Document extract:
The Central Coast is an area of California, roughly spanning the coastal region between Point Mugu and Monterey Bay. It lies northwest of Los Angeles and south of the San Francisco Bay Area, and includes the rugged, undeveloped stretch of coastline known as Big Sur. From south to north, there are six counties that make up the Central Coast: Ventura, Santa Barbara, San Luis Obispo, Monterey, San Benito, and Santa Cruz.

The Central Coast is the location of the Central Coast American Viticultural Area.

Geographically, the actual midpoint of the California coast lies north of Santa Cruz, near Año Nuevo State Park in San Mateo County. Neither the popular use of the term Central Coast nor that of the California North Coast include the San Francisco Peninsula counties of San Mateo and San Francisco.

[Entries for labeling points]

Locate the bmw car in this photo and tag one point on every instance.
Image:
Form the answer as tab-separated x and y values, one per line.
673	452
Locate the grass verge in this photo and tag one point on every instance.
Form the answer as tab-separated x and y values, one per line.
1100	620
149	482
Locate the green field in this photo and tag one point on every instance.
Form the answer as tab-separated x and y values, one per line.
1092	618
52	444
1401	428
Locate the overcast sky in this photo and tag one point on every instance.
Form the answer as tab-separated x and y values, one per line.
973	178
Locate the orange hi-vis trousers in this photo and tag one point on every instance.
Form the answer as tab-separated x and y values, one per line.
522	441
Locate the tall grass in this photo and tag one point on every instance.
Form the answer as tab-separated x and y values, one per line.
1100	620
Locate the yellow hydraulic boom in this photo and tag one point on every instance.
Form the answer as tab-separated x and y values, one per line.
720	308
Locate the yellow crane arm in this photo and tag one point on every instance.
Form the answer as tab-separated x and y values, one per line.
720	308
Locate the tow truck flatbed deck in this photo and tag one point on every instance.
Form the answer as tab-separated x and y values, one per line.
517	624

To be done: Using the Central Coast text, explain why the geographic midpoint of the California coast falls outside the Central Coast as the term is popularly used.

Expected output: The actual midpoint lies north of Santa Cruz, near Año Nuevo State Park in San Mateo County. The popular use of the term Central Coast does not include San Mateo County, so the midpoint lies outside it.